● **INSTRUCTIONS TO FOLLOW**
Collect every line in the items below that contains the word "turban".

[Entries from a collection]

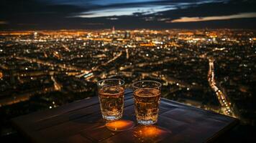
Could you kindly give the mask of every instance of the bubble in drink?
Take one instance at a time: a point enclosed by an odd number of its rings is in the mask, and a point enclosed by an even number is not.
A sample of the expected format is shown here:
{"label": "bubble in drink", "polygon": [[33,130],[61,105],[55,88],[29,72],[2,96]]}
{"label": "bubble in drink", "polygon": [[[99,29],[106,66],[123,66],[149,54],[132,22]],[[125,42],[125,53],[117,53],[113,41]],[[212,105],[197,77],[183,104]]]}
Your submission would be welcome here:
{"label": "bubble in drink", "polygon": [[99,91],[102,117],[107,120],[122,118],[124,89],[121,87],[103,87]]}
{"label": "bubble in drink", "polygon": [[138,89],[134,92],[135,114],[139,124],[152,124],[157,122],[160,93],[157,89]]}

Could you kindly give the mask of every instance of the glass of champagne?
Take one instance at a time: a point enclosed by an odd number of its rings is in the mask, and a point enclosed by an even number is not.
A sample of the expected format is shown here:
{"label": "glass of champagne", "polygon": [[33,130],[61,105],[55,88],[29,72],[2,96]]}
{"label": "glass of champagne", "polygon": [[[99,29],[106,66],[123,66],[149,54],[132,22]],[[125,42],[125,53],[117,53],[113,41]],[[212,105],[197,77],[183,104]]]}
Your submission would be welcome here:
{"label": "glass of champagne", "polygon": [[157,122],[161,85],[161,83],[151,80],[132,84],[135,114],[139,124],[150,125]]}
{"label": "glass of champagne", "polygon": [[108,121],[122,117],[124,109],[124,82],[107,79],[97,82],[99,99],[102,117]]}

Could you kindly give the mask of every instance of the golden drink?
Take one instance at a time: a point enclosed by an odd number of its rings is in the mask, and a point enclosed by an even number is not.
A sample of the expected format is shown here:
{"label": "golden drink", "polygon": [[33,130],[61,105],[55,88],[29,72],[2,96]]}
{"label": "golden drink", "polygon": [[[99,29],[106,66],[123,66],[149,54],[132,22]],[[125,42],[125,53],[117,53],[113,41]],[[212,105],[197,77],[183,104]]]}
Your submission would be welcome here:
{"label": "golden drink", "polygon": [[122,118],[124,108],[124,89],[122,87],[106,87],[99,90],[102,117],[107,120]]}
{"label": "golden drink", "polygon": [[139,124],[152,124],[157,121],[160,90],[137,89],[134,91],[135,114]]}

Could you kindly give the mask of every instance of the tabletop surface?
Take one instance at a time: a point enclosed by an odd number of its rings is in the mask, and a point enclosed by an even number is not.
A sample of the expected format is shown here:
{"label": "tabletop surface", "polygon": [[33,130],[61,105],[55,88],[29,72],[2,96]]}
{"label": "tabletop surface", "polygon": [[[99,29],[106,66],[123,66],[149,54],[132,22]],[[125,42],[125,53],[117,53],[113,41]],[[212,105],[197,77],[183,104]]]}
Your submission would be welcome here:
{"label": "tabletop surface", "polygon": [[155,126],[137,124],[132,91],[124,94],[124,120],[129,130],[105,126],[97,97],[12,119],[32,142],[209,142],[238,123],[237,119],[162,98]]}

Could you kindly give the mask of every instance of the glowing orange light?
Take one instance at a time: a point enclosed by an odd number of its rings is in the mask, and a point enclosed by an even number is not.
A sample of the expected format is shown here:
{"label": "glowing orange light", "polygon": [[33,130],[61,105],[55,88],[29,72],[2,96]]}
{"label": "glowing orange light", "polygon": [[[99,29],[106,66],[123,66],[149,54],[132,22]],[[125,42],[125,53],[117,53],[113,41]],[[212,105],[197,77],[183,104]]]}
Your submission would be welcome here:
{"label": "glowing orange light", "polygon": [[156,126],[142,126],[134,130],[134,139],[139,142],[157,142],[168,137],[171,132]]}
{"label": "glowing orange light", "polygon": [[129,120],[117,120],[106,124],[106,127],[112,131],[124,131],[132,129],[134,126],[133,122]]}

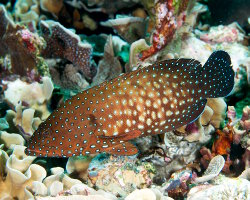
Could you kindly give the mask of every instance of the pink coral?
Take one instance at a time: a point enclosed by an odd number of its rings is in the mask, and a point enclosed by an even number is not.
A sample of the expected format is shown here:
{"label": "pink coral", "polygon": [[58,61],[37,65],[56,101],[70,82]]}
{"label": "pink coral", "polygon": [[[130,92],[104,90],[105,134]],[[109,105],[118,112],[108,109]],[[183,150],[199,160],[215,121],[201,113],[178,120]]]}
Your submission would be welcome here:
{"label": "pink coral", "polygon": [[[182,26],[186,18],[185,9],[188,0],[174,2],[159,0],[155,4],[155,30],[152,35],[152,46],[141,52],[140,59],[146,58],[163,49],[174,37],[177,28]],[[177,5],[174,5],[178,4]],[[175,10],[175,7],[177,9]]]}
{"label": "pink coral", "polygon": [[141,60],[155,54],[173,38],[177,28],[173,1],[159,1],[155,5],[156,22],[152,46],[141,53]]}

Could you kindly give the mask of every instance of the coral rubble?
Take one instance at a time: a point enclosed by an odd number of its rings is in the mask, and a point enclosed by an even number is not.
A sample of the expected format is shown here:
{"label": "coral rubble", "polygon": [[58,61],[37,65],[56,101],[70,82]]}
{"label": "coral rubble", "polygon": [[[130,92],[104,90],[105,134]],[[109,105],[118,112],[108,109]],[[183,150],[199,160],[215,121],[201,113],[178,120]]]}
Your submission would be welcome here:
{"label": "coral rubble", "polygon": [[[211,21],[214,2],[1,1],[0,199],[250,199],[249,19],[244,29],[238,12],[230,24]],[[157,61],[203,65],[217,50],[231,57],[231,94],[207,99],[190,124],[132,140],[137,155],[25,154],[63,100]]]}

---

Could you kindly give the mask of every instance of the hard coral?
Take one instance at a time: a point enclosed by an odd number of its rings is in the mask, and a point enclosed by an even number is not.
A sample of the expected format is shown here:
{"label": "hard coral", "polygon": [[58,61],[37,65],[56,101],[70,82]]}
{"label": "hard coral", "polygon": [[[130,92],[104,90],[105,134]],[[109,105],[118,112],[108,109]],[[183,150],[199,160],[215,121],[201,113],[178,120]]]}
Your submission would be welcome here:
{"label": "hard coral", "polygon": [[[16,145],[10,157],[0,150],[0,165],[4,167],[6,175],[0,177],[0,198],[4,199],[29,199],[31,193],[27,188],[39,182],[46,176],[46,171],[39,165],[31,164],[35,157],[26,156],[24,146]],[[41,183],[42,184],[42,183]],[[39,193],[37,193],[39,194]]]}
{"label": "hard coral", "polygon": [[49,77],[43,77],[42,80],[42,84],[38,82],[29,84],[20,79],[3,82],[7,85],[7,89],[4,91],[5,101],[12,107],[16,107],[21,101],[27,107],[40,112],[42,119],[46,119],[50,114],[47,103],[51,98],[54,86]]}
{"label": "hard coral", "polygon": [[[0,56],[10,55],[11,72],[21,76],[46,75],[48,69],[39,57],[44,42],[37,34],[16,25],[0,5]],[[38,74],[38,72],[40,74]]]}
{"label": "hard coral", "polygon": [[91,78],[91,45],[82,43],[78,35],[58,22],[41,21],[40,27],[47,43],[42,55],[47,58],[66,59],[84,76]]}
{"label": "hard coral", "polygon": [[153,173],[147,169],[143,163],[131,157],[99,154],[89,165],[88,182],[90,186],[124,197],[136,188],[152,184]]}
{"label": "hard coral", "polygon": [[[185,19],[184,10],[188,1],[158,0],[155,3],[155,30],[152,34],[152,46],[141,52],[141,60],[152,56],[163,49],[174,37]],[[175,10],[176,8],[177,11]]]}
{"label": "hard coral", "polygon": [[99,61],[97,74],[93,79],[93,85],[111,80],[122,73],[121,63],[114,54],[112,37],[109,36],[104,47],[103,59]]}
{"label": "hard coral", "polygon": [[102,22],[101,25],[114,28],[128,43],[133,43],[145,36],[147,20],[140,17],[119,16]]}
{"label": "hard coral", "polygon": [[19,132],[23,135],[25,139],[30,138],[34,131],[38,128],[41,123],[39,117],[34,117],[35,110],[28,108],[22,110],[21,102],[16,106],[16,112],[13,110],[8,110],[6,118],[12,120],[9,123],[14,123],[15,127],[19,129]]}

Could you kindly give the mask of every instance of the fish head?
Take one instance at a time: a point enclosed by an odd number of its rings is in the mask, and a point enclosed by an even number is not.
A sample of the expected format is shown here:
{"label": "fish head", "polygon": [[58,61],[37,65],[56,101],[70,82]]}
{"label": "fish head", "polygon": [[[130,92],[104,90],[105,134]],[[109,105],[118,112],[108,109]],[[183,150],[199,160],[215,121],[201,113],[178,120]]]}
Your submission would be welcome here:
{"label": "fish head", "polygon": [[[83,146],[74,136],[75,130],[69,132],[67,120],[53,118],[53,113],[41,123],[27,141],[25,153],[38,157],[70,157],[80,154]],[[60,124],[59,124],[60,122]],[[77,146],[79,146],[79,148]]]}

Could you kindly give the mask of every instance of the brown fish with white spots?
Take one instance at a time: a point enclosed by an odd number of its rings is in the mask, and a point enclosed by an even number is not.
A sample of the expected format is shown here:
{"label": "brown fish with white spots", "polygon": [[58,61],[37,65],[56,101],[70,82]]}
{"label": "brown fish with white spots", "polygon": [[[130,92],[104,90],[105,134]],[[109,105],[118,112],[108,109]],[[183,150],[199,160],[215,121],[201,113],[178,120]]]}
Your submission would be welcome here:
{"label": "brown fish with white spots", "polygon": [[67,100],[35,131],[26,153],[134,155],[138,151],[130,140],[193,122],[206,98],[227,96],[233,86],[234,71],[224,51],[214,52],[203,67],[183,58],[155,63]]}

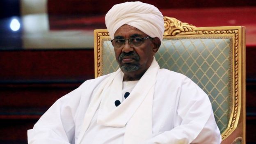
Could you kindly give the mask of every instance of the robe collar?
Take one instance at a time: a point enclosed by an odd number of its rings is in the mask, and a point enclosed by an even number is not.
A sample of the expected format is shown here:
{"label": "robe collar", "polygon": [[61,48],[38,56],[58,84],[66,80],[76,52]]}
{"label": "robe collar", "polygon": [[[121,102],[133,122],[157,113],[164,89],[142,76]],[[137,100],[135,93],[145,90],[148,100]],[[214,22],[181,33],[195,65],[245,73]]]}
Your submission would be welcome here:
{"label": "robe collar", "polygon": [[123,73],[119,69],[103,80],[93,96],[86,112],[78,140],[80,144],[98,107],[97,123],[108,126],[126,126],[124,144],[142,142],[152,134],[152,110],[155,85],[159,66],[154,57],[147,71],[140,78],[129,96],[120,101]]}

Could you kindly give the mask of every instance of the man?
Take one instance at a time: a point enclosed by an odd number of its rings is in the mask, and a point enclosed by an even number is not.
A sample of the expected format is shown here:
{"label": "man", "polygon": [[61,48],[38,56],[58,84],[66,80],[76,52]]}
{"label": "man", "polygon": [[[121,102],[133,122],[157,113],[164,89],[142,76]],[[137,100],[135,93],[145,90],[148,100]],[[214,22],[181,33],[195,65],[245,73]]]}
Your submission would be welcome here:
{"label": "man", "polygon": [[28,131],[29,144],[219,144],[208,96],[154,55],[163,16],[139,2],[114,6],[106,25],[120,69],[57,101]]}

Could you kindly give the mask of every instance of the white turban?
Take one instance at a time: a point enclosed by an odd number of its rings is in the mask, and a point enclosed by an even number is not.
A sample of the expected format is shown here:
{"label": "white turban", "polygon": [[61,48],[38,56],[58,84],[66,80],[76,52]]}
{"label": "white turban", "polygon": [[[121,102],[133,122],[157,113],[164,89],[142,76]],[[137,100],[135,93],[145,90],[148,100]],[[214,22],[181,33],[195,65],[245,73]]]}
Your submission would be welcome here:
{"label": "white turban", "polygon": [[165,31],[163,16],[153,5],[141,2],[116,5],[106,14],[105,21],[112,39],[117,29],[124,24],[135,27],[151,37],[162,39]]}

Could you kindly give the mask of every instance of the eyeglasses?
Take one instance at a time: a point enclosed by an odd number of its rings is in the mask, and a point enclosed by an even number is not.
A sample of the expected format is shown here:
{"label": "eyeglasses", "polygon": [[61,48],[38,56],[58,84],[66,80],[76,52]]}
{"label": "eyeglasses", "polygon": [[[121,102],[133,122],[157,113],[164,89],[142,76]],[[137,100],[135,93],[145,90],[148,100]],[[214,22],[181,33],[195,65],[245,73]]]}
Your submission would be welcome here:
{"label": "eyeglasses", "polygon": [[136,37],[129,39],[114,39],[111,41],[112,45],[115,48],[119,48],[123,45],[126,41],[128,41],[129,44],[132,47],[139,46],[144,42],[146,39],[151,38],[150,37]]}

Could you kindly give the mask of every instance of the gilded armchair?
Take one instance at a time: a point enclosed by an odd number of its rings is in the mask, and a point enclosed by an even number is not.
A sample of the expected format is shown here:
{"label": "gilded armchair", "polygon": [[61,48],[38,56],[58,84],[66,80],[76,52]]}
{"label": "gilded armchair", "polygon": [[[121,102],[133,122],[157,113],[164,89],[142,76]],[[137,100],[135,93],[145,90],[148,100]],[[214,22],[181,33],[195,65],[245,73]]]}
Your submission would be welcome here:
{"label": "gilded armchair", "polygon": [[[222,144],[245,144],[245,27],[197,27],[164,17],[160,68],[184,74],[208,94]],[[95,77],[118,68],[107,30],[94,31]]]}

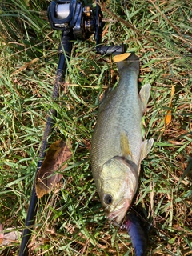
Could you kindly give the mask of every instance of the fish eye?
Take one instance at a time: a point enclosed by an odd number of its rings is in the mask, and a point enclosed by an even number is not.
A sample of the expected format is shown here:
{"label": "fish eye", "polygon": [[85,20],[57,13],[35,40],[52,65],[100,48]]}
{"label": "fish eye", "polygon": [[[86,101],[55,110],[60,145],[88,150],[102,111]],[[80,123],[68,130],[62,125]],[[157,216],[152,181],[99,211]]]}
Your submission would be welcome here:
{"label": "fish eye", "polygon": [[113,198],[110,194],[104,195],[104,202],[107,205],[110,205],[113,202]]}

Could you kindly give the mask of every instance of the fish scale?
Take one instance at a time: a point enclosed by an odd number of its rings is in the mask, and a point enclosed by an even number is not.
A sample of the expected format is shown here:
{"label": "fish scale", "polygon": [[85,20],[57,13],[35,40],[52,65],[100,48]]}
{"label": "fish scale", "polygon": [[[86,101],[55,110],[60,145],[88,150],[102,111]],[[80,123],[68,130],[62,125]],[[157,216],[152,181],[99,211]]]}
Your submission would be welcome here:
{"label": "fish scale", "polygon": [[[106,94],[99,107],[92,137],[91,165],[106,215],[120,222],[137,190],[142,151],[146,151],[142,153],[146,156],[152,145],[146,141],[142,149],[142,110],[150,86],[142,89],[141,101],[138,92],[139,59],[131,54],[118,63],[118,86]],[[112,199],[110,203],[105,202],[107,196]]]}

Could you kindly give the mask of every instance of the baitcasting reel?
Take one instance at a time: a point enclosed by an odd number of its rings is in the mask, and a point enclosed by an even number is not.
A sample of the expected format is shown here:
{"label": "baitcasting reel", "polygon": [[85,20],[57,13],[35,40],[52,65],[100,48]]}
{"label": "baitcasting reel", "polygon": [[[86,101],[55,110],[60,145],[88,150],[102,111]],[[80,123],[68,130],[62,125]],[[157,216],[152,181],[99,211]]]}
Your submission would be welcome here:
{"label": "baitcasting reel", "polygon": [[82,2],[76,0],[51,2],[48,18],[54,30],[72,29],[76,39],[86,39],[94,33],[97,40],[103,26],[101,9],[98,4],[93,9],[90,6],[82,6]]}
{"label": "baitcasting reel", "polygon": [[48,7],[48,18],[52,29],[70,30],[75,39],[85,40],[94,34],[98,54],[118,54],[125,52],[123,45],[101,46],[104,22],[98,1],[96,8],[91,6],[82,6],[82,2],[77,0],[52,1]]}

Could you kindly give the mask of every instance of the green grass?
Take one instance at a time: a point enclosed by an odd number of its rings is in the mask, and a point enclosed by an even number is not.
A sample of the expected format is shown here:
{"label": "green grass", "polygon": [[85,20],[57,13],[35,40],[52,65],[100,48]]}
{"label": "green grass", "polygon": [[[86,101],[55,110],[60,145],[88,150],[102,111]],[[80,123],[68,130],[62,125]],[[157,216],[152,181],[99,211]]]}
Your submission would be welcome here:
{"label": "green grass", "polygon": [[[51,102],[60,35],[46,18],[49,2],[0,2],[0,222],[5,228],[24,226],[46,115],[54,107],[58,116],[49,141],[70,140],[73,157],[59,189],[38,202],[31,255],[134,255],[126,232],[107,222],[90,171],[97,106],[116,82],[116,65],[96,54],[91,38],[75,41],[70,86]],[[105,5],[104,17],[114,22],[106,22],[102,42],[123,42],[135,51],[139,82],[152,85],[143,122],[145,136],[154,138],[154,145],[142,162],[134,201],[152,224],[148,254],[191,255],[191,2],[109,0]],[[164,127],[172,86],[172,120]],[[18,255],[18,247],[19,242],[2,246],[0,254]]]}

● **EXERCISE RESPONSE**
Could you kindly give the mask of every instance of the white turban?
{"label": "white turban", "polygon": [[61,48],[38,56],[58,84],[66,80],[76,52]]}
{"label": "white turban", "polygon": [[[121,102],[133,122],[157,113],[164,89],[142,76]],[[137,100],[135,93],[145,90],[148,100]],[[214,22],[181,33],[195,65],[245,73]]]}
{"label": "white turban", "polygon": [[165,31],[163,16],[153,5],[141,2],[116,5],[106,14],[105,21],[112,39],[117,29],[124,24],[135,27],[151,37],[162,39]]}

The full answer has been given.